_WHAT TO WORK ON:_
1/ List every username that appears in a "##" post heading in the truck forum thread.
2/ Write out the passage of the truck forum thread starting at "## Fire44 (Mar" and ending at "a Duramax Avalanche.", switching "Duramax" to "Cummins".
3/ Continue the truck forum thread from where it stops.

_DOCUMENT:_
****************

Tim if you like the Avalanche try to find a 2500 Avalanche you get a truck with one purpose TOWING. Hard to find but they are out there.

John


----------



## tdvffjohn (Mar 10, 2005)

Tim, the closest thing to the Avalanche with a diesel, you know would be a 2500 crew cab. The rear seat of the GM is the same as a rear seat in the Suburban, plenty of room. I searched on Yahoo autos for what I was looking for. That is how I found mine. Good Luck with the fever.

John


----------



## shake1969 (Sep 21, 2004)

That's a beauty of a truck, all right.


----------



## Katrina (Dec 16, 2004)

I'm a die hard GM man all the way.
I just like the front on the chevies better than the GMC's for the current generation.

That is a nice truck though.....


----------



## Fire44 (Mar 6, 2005)

tdvffjohn said:


> Tim, the closest thing to the Avalanche with a diesel, you know would be a 2500 crew cab. The rear seat of the GM is the same as a rear seat in the Suburban, plenty of room. I searched on Yahoo autos for what I was looking for. That is how I found mine. Good Luck with the fever.
> 
> John
> [snapback]73895[/snapback]​


And GM just released the info on the new 2007 Avalanche and guess what for 2007 they are going to......................................drop the 2500 Avalanche from the line. I don't think you will see a Duramax Avalanche.

Gary


----------



## camping479 (Aug 27, 2003)

****************

_DATASET:_
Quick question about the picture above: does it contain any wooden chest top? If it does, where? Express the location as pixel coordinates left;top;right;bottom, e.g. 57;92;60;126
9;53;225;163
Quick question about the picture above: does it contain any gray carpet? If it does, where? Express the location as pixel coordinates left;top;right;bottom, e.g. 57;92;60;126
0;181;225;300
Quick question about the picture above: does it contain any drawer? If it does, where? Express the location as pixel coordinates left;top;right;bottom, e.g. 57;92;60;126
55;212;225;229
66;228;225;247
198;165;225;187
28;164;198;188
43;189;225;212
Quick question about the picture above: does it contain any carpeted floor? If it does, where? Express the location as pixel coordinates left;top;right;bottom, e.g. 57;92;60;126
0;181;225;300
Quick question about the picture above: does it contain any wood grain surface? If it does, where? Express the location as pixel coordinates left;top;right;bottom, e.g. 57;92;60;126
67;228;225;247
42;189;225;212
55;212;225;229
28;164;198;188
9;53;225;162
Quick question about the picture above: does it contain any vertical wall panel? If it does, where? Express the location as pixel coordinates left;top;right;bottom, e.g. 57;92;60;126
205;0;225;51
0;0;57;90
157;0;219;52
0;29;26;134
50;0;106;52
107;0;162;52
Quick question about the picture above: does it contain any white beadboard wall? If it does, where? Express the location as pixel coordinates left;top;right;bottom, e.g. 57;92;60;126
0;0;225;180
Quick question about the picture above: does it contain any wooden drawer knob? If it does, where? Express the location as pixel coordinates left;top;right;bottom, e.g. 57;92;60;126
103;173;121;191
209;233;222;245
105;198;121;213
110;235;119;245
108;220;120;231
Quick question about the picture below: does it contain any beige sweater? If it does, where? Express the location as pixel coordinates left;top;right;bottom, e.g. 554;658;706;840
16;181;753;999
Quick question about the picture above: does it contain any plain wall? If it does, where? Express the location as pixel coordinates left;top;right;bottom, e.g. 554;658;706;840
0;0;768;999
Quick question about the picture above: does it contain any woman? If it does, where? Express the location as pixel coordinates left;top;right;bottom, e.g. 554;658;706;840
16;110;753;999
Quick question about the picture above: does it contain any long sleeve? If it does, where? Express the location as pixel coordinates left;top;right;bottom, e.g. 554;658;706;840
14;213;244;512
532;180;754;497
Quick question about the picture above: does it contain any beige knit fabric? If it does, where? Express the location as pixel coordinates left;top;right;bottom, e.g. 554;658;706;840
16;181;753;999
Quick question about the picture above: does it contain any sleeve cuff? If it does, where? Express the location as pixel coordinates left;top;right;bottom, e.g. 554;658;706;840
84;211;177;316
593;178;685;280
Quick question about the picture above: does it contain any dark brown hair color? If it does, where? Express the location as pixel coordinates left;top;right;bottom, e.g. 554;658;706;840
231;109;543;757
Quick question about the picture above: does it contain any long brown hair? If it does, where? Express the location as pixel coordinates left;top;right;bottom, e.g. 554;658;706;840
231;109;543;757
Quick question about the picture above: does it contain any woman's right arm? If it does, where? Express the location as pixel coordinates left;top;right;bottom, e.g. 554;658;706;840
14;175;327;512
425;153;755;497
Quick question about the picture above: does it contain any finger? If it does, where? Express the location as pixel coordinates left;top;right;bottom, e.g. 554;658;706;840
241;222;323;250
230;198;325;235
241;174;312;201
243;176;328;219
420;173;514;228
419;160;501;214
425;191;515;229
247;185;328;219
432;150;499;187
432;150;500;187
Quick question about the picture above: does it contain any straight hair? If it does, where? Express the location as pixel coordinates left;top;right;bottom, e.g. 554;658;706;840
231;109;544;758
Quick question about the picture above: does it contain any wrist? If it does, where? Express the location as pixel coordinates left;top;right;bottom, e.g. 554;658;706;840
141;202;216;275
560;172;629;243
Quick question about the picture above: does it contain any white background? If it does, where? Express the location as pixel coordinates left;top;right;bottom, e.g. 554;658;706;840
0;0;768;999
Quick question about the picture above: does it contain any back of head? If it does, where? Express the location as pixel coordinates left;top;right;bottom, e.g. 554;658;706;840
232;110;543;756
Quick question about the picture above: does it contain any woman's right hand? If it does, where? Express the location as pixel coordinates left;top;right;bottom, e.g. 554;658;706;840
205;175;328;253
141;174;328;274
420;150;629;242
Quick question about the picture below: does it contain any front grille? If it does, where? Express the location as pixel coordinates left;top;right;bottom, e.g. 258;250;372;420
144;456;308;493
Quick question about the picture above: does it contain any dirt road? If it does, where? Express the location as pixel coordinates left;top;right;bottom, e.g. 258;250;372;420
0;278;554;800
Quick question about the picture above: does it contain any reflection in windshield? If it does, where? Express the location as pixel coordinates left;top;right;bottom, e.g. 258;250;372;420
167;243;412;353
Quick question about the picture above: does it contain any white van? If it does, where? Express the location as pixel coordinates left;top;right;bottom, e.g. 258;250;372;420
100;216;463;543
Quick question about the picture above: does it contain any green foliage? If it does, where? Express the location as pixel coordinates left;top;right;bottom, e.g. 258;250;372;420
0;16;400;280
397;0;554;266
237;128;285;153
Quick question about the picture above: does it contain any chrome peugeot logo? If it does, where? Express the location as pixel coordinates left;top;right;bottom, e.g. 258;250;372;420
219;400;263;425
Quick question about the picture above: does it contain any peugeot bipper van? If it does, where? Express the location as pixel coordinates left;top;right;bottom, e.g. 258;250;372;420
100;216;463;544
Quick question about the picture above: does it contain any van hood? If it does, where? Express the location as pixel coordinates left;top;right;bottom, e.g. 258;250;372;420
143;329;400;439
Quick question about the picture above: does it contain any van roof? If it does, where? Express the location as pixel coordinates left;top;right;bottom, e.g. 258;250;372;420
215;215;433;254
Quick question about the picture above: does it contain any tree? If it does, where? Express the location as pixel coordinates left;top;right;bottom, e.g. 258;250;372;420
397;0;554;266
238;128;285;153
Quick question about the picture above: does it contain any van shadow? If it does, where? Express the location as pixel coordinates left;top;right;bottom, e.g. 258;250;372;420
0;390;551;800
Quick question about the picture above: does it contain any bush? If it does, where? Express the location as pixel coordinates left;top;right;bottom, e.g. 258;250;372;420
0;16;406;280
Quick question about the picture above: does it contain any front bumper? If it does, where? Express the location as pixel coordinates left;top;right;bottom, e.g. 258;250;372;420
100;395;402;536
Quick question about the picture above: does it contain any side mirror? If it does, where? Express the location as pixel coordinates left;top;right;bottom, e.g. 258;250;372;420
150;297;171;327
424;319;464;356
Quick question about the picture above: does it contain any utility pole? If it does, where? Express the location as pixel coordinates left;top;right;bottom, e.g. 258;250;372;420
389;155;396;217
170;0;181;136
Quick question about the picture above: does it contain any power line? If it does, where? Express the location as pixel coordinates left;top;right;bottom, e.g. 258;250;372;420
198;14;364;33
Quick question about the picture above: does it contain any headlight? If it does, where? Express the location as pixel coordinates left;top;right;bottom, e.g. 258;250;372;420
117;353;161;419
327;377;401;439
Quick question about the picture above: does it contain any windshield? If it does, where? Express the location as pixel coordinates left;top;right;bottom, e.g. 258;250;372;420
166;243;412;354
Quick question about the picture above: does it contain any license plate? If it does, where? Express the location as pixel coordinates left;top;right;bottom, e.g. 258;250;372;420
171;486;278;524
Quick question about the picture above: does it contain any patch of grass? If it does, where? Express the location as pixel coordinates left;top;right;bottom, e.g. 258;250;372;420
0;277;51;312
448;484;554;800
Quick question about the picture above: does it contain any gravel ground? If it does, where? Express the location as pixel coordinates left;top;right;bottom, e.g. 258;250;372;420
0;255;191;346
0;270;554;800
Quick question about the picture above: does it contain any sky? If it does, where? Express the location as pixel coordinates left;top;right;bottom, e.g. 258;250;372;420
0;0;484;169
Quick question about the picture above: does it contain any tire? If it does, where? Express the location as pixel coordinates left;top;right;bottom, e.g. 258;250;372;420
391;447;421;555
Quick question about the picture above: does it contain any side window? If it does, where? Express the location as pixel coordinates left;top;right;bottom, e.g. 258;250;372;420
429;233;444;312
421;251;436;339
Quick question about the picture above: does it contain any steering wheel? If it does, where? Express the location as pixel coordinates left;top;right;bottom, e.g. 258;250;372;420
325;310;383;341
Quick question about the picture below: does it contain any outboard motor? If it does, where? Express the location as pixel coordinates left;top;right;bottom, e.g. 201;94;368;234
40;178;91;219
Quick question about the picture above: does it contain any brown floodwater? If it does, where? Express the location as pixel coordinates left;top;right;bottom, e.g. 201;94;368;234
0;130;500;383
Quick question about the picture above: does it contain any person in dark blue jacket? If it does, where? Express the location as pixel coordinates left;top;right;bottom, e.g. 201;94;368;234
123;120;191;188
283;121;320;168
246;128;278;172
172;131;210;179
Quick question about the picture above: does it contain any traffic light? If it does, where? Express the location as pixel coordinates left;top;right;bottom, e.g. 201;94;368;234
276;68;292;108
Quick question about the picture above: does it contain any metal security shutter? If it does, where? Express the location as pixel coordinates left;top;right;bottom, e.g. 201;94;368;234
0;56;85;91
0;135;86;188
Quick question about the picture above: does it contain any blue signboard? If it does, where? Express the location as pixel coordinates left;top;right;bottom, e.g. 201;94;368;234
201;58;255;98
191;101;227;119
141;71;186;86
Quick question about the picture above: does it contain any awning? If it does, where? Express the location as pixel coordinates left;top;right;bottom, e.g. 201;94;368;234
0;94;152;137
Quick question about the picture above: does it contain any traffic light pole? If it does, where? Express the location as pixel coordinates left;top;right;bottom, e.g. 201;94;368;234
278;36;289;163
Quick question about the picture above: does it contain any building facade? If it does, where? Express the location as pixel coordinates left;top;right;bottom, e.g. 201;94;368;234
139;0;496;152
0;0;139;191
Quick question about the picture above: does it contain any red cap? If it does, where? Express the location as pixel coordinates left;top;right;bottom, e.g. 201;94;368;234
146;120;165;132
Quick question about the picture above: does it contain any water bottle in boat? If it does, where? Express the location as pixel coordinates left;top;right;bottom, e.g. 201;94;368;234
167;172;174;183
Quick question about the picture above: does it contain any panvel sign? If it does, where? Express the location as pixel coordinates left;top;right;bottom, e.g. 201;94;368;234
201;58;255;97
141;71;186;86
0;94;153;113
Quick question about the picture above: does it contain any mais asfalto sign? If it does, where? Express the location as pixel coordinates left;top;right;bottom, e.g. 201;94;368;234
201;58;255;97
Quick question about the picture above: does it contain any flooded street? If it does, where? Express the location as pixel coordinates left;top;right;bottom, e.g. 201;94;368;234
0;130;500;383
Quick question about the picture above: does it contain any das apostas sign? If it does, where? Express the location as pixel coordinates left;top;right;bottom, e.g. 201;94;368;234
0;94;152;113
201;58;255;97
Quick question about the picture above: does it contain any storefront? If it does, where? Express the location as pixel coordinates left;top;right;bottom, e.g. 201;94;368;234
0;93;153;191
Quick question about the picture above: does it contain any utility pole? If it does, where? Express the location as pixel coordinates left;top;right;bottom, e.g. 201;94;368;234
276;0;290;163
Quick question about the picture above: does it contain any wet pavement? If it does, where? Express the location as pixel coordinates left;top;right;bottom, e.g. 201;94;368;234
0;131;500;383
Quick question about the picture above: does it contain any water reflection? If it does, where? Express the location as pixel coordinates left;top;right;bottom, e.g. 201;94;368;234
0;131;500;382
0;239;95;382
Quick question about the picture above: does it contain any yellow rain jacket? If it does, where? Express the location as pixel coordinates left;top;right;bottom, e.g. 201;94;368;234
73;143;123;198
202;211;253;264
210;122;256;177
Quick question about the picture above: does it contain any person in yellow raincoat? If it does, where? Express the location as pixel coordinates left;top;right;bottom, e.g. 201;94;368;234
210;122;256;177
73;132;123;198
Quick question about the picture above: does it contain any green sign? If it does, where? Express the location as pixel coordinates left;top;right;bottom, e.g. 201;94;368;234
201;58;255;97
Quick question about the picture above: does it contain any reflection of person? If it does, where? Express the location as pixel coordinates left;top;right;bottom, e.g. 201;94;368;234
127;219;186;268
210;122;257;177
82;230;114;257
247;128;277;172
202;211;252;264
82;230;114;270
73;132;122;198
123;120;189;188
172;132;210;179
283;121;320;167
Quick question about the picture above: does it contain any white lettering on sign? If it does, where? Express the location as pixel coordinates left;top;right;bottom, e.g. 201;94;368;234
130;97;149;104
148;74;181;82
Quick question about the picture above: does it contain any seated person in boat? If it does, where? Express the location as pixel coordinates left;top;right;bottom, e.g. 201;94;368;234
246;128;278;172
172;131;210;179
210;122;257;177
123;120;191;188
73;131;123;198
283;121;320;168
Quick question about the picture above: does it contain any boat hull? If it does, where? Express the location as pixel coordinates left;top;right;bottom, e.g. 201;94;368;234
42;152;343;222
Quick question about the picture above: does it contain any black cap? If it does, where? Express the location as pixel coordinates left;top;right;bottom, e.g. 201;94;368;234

****************

_ANSWER SET:_
1/ tdvffjohn, shake1969, Katrina, Fire44, camping479

2/
## Fire44 (Mar 6, 2005)

tdvffjohn said:


> Tim, the closest thing to the Avalanche with a diesel, you know would be a 2500 crew cab. The rear seat of the GM is the same as a rear seat in the Suburban, plenty of room. I searched on Yahoo autos for what I was looking for. That is how I found mine. Good Luck with the fever.
> 
> John
> [snapback]73895[/snapback]​


And GM just released the info on the new 2007 Avalanche and guess what for 2007 they are going to......................................drop the 2500 Avalanche from the line. I don't think you will see a Cummins Avalanche.

3/
> Hey, so far I have 4 trips planned this Spring/Summer, and that is at right about 3720 miles of round trip towing


Not buyin that excuse Tim







, towed over 5k last summer without a problem and plan on towing plenty more with it. I think the 4L60E is up to the task as long as you have a good cooler and are within it's limits.

But if you do decide to go for it, happy hunting.

Mike


----------



## hatcityhosehauler (Feb 13, 2004)

Well, as luck would have it, while on the way home from the grocery this afternoon, I had to pass by the local Ford dealer, and what do you think caught my eye, but a '04 Excursion, with a PSD. (6.0 though, not the 7.3). Anyway, I wheeled into the lot to get a closer look, and wouldn't you know it, there was another one in the next row, a '03 EB edition with the same mill. And in the row behind that, a '03 Chevy 3500 Dually with a Duramax, and in one of the side rows, a '02 2500 Avalanche. Couldn't look long as I had perishables in the groceries I had just purchased, so I think maybe I will take a ride tomorrow, since I am off, and take a closer look.

Tim

PS Don't worry Mike, I haven't fully given in to the fever yet.


----------



## johnp (Mar 15, 2004)

Fire44 said:


> tdvffjohn said:
> 
> 
> > Tim, the closest thing to the Avalanche with a diesel, you know would be a 2500 crew cab. The rear seat of the GM is the same as a rear seat in the Suburban, plenty of room.Â I searched on Yahoo autos for what I was looking for. That is how I found mine.Â Good Luck with the fever.
> ...










I read that on another forum







such is life. I know they don't seem to make many of them.

John


----------



## johnp (Mar 15, 2004)

hatcityhosehauler said:


> Well, as luck would have it, while on the way home from the grocery this afternoon, I had to pass by the local Ford dealer, and what do you think caught my eye, but a '04 Excursion, with a PSD. (6.0 though, not the 7.3). Anyway, I wheeled into the lot to get a closer look, and wouldn't you know it, there was another one in the next row, a '03 EB edition with the same mill. And in the row behind that, a '03 Chevy 3500 Dually with a Duramax, and in one of the side rows, a '02 2500 Avalanche. Couldn't look long as I had perishables in the groceries I had just purchased, so I think maybe I will take a ride tomorrow, since I am off, and take a closer look.
> 
> Tim
> 
> ...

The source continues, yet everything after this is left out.